━━━ EXTRACTO PROPORCIONADO ━━━

“México es un país de una clase modesta muy 
jodida, que no va a salir de jodida. Para la televisión es una 
obligación llevar diversión a esa gente y sacarla de su triste realidad y
 de su futuro difícil.”
Fueron las palabras de Emilio Azcárraga 
Milmo, El Tigre, pronunciadas hace exactamente dos décadas, el 10 de 
febrero de 1993. Su discurso fue improvisado. Se celebraba el éxito de 
la telenovela Los Ricos También Lloran que catapultó a la fama 
internacional a Verónica Castro. El Tigre andaba feliz y se puso 
sincero.
“Los ricos, como yo, no somos clientes porque los ricos 
como yo no compran ni madres”, abundó el dueño del imperio Televisa. Los
 asistentes rieron. Azcárraga Milmo ya era considerado por la revista 
Forbes como el hombre más rico de América Latina. Aún Carlos Slim no se 
convertía en magnate global ni buscaba rivalizar con Televisa en el 
mercado audiovisual. Mucho menos El Tigre quería ingresar al mercado de 
las telecomunicaciones.
“Nuestro mercado en este país es muy 
claro: la clase media popular. La clase exquisita, muy respetable, puede
 leer libros o Proceso para ver qué dicen de Televisa… Estos pueden 
hacer muchas cosas que los diviertan, pero la clase modesta, que es una 
clase fabulosa y digna, no tiene otra manera de vivir o de tener acceso a
 la distracción más que la televisión”, agregó Azcárraga.
Con una 
claridad típica de su estilo, El Tigre quitaba los velos de la retórica y
 confesaba lo que todo mundo sabía en este país y nadie se atrevía a 
decirlo: la televisión comercial es para enajenar (“divertir”) a los 
jodidos. No pretende más que incorporar a los pobres a la sociedad de 
consumo. Y tampoco pretende sacarlos de esa condición. Mucho menos 
instruirlos.

━━━

TAREA —
Según el extracto sobre Emilio Azcárraga Milmo, ¿qué telenovela se celebraba cuando él pronunció su discurso improvisado?

━━━ DATOS PROPORCIONADOS ━━━

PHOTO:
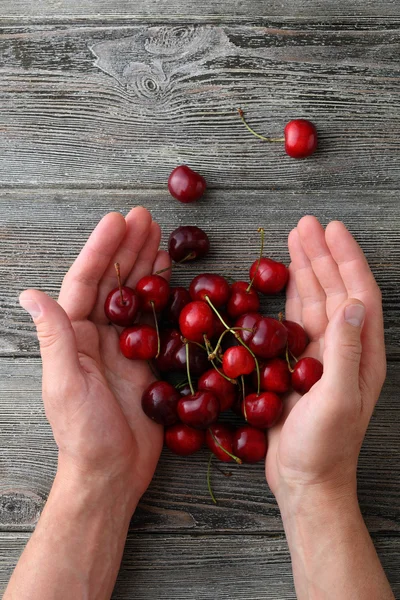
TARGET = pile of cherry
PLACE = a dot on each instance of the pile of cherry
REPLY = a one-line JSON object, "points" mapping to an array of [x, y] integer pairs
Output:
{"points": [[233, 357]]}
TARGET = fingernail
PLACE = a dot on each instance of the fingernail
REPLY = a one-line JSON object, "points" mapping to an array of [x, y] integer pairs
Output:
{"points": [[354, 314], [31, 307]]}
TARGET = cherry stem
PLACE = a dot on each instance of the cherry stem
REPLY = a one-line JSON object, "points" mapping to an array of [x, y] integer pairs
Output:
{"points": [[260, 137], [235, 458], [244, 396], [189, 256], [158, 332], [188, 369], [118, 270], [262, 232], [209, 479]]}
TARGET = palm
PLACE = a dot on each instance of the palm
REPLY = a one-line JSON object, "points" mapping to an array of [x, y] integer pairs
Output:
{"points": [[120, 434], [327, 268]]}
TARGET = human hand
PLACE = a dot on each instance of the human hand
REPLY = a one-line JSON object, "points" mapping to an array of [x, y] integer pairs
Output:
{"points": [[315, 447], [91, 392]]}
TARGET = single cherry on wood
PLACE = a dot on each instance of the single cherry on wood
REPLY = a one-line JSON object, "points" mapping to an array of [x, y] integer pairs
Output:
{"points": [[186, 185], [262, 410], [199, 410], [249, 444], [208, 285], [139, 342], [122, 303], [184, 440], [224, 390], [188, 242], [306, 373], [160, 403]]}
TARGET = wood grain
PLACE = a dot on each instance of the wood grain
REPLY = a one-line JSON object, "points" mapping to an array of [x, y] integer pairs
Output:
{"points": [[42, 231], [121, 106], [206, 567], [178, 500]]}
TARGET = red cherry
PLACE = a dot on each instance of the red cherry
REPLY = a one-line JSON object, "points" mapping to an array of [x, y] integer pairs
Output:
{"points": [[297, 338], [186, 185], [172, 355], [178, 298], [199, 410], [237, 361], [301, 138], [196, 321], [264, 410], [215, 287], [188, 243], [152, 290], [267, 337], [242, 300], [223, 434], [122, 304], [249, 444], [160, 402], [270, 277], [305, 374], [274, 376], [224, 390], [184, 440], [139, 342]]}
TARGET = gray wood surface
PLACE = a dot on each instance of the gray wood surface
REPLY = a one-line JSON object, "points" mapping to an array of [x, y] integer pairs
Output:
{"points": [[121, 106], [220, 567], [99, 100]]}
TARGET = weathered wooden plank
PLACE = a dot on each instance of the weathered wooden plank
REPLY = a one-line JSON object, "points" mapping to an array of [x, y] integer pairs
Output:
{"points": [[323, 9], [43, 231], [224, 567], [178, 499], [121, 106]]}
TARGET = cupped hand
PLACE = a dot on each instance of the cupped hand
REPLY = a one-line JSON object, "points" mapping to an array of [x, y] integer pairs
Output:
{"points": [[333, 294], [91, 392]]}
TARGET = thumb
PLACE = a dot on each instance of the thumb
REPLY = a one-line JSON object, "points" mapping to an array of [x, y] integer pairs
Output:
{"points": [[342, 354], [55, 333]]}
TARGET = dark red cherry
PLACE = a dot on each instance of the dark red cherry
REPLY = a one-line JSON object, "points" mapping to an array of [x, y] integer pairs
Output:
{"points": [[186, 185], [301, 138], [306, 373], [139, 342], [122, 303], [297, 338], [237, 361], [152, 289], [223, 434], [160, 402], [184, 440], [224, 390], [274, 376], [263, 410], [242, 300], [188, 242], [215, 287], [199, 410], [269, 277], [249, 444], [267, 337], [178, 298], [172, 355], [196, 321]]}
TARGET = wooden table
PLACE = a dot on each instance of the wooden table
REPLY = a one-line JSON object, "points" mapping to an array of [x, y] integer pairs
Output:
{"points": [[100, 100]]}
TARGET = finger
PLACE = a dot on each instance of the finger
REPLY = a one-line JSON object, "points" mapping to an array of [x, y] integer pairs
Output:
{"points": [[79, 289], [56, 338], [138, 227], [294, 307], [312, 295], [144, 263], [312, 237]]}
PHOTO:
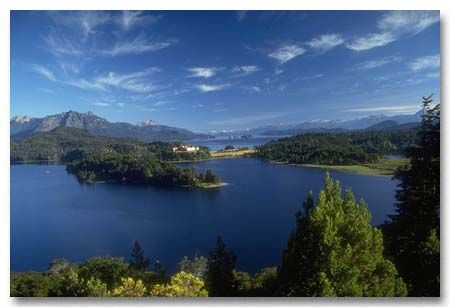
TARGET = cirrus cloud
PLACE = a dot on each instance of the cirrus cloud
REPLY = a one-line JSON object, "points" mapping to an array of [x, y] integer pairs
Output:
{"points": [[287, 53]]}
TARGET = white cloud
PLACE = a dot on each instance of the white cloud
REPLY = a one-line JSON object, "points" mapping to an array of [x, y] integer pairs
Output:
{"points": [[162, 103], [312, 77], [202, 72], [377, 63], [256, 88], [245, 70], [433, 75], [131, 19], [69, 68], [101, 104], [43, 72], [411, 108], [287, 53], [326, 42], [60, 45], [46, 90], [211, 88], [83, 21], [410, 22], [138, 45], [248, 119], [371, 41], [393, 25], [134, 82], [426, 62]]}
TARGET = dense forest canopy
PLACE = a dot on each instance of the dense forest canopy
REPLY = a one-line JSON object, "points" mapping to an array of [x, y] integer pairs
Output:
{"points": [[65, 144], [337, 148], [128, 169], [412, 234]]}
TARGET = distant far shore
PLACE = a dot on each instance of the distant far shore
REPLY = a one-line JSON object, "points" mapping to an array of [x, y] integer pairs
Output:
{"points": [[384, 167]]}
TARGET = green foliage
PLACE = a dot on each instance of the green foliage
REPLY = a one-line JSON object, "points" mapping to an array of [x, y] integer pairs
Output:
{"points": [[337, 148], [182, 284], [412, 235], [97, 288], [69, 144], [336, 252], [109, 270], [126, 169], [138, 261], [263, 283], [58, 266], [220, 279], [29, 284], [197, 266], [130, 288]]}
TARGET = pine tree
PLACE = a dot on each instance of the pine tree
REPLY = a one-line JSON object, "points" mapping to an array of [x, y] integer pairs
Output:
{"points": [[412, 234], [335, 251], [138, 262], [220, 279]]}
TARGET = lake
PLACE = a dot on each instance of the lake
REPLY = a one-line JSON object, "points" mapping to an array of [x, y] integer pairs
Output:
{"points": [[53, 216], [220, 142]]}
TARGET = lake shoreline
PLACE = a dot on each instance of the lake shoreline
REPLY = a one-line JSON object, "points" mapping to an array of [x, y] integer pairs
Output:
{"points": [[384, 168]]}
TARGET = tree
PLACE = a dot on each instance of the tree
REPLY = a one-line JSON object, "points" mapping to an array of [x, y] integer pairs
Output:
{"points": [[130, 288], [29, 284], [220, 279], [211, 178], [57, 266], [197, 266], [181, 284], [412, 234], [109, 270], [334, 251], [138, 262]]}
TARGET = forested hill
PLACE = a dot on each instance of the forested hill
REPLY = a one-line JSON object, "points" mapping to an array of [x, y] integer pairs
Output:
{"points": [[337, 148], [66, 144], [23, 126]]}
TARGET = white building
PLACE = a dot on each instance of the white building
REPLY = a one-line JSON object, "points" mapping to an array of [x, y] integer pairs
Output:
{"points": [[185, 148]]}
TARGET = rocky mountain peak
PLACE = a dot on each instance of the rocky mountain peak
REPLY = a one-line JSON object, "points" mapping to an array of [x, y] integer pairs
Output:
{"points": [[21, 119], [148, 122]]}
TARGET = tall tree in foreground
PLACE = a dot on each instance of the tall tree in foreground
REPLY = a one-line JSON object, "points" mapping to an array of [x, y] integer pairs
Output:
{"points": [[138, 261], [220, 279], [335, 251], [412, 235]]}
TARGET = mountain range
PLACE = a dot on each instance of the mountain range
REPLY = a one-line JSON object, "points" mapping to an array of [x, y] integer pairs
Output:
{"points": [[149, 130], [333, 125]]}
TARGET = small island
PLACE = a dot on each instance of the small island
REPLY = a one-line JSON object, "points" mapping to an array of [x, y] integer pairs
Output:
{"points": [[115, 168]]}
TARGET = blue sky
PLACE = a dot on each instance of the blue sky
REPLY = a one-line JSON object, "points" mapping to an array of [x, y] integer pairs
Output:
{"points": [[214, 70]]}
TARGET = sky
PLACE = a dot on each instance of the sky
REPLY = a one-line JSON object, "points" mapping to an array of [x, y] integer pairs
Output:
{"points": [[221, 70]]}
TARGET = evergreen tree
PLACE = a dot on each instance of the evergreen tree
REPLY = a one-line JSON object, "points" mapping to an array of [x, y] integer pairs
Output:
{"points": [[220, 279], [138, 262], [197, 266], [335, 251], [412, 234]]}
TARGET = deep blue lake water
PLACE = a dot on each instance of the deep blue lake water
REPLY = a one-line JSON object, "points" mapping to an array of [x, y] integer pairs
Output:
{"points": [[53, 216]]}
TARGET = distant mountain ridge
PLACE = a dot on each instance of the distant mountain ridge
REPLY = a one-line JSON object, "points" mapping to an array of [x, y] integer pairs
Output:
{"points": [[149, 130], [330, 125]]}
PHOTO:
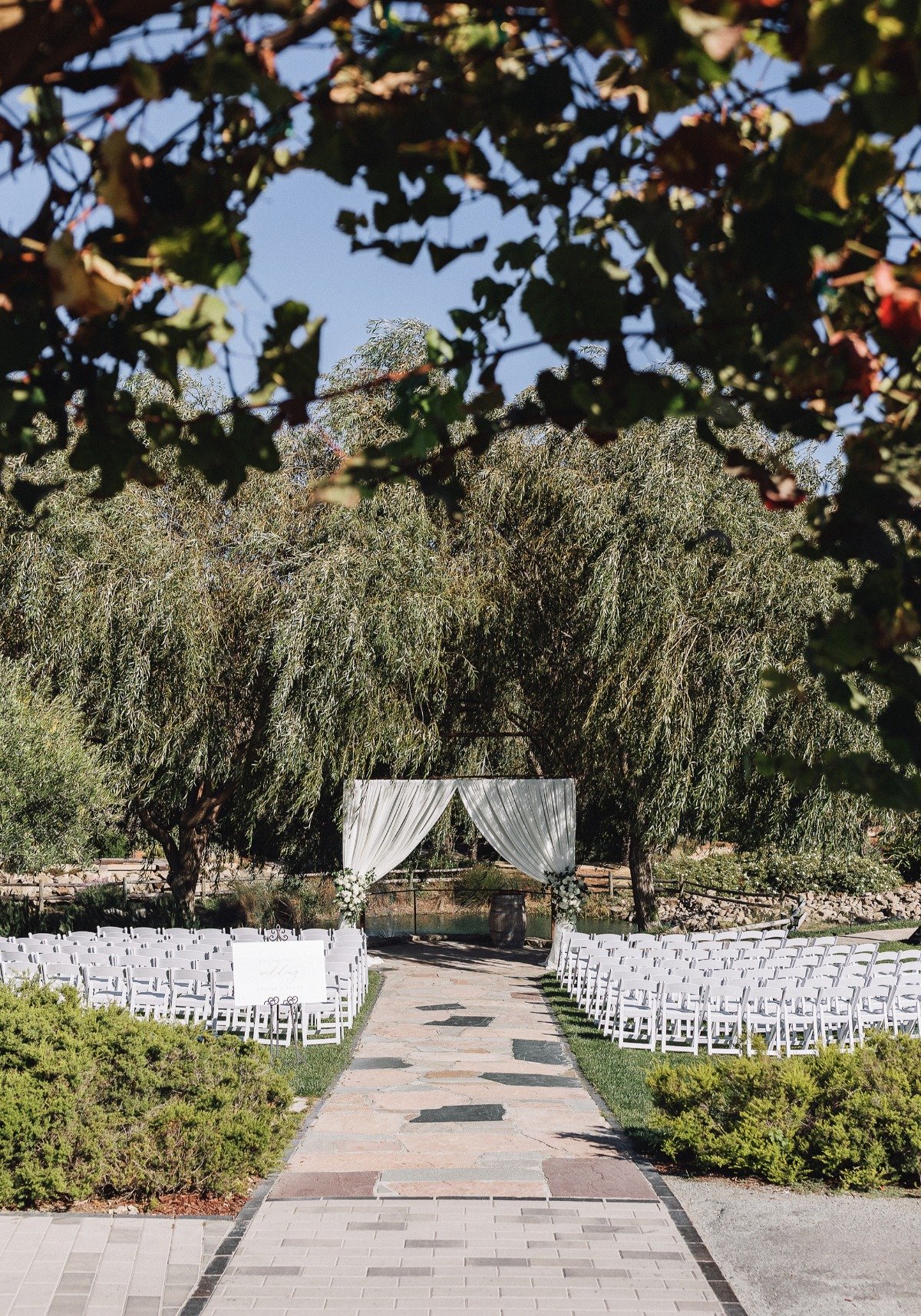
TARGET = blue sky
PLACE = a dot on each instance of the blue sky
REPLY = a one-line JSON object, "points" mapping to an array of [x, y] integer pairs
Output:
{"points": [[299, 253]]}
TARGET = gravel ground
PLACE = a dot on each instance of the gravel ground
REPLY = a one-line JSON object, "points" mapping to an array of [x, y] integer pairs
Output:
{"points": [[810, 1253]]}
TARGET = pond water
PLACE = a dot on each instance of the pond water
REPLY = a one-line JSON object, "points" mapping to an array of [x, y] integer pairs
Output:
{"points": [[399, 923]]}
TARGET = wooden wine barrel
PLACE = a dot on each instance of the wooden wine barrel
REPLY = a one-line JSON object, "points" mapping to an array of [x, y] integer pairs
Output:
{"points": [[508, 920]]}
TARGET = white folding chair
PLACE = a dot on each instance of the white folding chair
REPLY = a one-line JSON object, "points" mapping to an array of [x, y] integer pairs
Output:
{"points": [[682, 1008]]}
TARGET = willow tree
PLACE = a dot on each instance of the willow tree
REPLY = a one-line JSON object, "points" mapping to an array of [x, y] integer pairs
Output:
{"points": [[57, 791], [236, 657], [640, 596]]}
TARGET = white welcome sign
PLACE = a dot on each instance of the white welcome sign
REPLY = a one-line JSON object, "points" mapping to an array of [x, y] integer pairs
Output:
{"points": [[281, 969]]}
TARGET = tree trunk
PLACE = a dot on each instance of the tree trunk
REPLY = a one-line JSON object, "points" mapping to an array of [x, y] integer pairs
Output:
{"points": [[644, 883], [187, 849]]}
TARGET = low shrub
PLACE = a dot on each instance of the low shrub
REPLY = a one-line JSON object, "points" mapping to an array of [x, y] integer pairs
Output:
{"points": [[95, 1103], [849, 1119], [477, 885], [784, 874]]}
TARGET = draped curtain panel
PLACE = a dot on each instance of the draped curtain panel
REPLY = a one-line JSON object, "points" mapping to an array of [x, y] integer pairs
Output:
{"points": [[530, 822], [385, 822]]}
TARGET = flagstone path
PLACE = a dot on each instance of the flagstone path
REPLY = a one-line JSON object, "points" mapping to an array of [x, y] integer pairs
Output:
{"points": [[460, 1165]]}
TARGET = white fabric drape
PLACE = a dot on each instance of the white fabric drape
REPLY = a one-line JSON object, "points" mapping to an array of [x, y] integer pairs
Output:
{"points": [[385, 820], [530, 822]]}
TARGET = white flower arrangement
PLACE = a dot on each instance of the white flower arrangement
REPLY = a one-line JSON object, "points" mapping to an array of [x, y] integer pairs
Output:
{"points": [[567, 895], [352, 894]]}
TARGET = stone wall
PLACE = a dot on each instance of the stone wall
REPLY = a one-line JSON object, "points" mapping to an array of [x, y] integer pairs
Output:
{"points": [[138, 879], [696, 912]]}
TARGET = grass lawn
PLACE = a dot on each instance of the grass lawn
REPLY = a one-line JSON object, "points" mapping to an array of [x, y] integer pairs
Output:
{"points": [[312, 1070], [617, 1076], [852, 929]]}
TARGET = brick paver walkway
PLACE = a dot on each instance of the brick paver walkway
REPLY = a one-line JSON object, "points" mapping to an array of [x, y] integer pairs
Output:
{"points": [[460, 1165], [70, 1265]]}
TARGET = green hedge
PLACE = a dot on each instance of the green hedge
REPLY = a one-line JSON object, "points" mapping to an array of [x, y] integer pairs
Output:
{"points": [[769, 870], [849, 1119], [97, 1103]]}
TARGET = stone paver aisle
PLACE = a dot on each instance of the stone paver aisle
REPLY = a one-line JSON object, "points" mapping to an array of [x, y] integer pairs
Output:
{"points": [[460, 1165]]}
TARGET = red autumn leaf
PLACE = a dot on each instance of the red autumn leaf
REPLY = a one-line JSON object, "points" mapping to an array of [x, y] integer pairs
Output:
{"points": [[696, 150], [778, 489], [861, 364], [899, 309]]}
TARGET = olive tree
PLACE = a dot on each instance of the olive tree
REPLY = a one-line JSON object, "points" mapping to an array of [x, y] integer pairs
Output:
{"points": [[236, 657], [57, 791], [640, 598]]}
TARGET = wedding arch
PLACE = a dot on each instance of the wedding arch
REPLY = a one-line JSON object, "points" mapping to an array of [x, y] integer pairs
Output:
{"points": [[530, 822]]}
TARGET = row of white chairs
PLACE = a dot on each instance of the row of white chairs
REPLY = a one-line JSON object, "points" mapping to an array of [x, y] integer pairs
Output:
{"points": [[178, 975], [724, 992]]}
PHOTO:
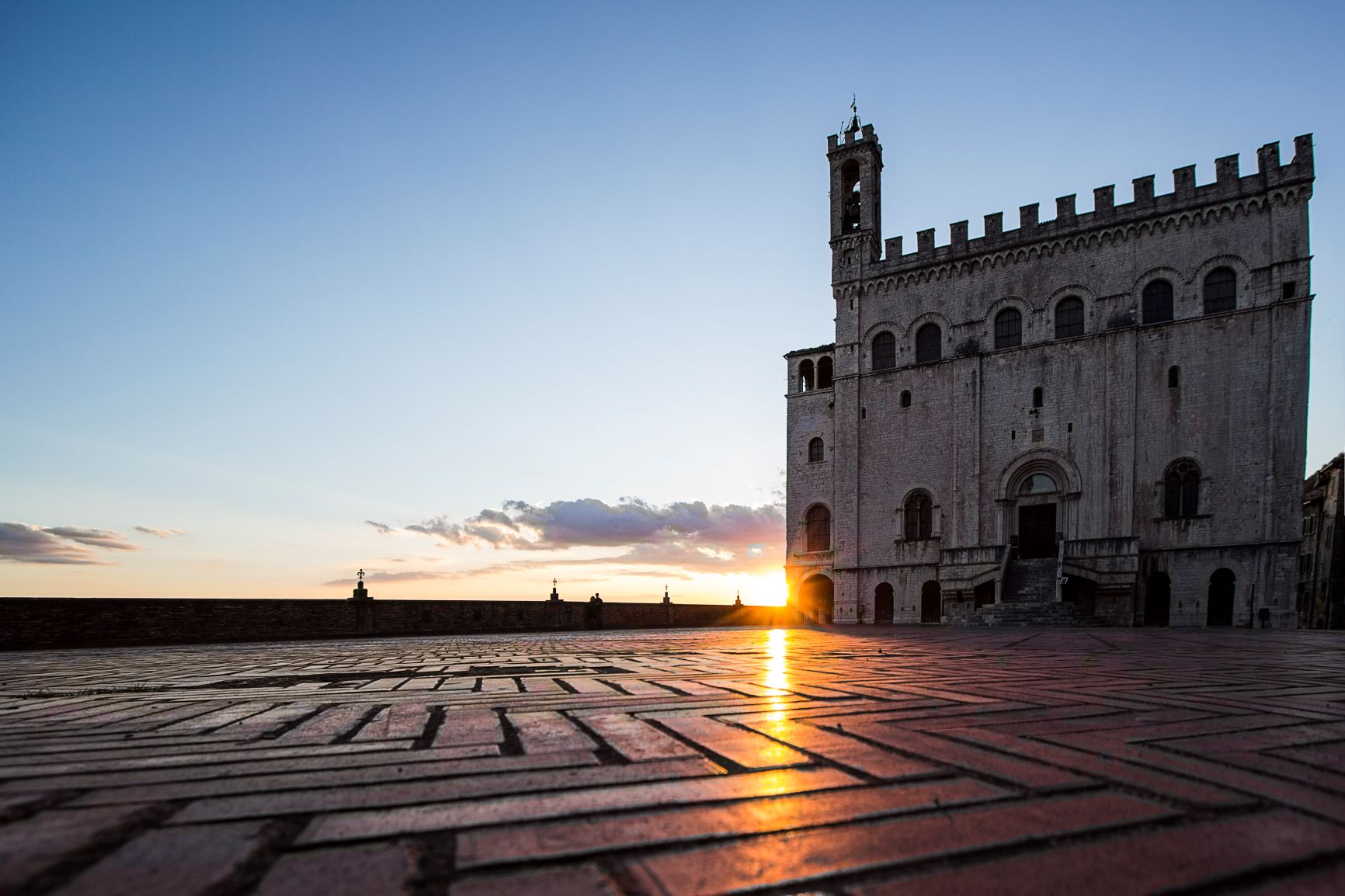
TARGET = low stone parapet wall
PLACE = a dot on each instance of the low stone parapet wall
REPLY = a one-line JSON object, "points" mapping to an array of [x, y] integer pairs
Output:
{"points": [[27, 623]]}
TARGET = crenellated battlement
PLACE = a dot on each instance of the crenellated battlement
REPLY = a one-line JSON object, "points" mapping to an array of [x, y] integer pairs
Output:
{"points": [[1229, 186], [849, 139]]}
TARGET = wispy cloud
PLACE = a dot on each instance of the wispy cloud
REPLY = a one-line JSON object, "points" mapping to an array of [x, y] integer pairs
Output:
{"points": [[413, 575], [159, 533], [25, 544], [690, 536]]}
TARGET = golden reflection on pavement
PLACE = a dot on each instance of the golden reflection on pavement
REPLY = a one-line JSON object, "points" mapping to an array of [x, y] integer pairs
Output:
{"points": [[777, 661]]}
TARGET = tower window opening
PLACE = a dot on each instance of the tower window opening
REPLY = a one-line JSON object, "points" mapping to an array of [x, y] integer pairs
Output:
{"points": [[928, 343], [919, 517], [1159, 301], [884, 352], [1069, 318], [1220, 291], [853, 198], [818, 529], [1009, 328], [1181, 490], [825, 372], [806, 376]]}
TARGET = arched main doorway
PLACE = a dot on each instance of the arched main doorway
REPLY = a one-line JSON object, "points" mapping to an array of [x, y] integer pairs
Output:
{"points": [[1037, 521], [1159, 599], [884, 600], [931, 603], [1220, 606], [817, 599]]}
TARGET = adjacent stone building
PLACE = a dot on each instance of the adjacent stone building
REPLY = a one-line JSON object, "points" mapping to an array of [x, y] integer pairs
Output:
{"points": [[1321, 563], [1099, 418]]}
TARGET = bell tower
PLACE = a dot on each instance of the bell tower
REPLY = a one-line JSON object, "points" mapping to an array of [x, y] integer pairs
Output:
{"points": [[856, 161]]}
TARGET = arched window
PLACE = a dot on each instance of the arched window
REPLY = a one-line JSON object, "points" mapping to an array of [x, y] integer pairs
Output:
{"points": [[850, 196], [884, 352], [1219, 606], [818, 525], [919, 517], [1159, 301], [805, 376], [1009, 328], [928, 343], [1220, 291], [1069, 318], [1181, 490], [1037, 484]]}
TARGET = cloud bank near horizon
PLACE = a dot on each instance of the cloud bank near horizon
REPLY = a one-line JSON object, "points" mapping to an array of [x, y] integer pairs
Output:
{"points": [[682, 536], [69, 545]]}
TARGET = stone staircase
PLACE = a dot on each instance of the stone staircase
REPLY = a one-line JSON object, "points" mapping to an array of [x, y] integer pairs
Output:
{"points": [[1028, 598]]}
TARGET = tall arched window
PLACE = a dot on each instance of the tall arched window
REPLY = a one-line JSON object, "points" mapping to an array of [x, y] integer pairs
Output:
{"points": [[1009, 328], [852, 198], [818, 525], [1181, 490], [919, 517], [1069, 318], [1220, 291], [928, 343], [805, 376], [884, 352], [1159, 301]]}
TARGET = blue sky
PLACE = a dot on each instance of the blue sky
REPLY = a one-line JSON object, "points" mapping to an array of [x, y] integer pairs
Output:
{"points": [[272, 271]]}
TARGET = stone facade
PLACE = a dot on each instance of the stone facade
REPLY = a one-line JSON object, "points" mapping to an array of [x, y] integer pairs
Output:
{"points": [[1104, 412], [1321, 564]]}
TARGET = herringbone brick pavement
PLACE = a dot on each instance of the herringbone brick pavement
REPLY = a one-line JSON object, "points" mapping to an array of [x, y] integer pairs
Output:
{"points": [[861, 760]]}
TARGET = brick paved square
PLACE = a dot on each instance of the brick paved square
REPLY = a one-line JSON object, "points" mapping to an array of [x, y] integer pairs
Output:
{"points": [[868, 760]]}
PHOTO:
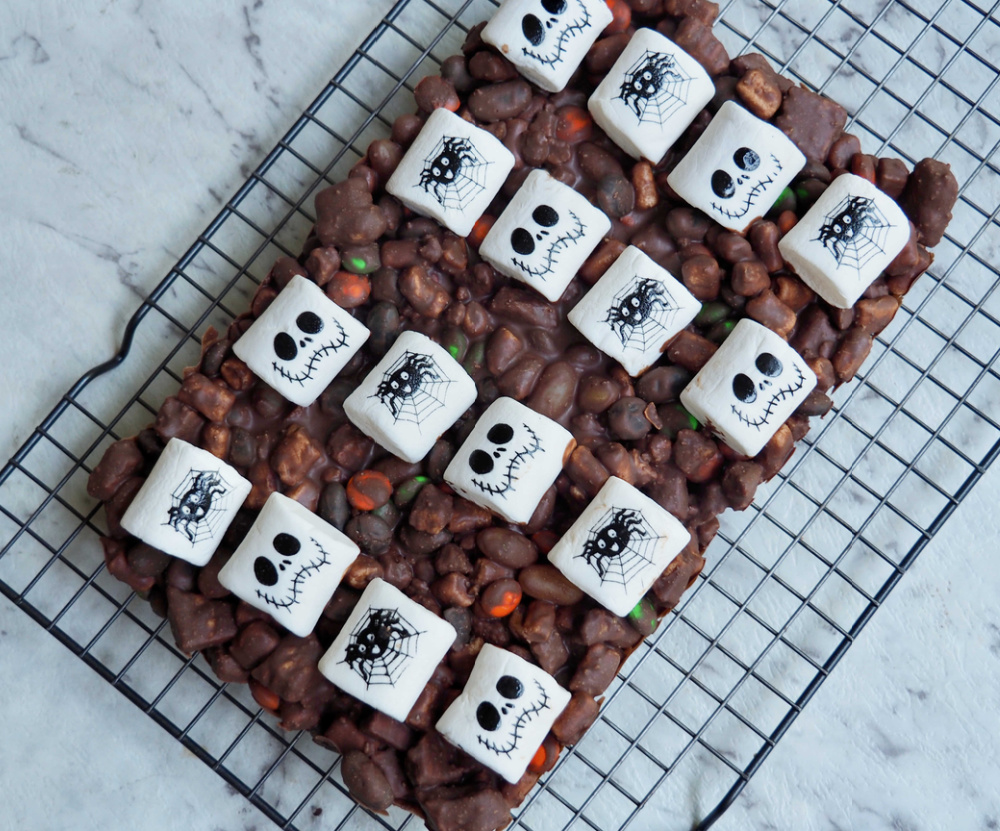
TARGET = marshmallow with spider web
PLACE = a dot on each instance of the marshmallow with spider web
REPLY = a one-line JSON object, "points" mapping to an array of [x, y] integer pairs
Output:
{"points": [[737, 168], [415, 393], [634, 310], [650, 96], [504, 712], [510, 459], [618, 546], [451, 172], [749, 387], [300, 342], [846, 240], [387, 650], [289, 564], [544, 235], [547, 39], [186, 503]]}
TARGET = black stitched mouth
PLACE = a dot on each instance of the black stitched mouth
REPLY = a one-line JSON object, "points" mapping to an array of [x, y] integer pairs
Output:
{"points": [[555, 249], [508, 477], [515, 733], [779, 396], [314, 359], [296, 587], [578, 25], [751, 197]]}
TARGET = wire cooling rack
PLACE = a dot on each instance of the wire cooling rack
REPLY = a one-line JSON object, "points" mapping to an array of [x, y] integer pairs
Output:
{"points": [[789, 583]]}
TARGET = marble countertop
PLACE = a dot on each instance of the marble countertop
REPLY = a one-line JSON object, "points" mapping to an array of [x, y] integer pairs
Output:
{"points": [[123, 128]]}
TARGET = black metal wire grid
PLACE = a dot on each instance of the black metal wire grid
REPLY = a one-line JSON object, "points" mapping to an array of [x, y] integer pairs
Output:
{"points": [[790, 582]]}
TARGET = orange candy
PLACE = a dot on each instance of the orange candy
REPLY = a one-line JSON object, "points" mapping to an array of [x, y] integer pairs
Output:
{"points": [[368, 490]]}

━━━

RESPUESTA —
Los Ricos También Lloran.